[[ Entries shown, beginning ]]

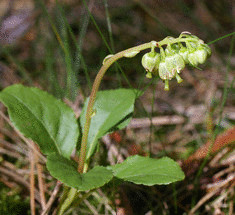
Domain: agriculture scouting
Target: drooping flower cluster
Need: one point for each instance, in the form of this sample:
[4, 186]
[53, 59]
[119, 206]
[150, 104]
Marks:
[186, 49]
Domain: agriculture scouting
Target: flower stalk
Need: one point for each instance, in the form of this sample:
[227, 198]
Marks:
[168, 64]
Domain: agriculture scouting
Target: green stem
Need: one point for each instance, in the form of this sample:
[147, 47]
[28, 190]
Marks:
[95, 87]
[94, 90]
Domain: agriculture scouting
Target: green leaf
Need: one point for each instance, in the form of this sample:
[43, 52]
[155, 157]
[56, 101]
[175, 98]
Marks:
[148, 171]
[113, 109]
[41, 117]
[66, 171]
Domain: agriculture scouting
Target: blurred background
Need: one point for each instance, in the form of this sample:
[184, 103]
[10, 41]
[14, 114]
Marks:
[59, 47]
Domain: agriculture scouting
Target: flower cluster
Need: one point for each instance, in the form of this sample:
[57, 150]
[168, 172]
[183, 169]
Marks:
[186, 49]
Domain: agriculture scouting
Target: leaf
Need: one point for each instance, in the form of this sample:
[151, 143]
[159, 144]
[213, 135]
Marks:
[41, 117]
[113, 109]
[66, 171]
[148, 171]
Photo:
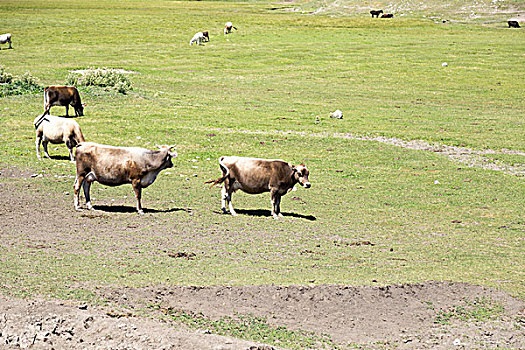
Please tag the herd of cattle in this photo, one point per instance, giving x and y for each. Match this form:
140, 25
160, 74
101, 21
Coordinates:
114, 166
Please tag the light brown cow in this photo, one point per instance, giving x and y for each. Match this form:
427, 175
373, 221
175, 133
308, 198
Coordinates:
50, 128
63, 96
255, 175
115, 166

[[ Entries shown, end ]]

§ **Assignment**
Copy out each line of the records above that includes "giving".

§ **Result of the exercise**
Please tag the herd of cattle in this photo, one point per instance, giving x and y for each. Match this form:
Please tag the light brown cow in this photo, one point per instance, giving x and y for each. Match this form:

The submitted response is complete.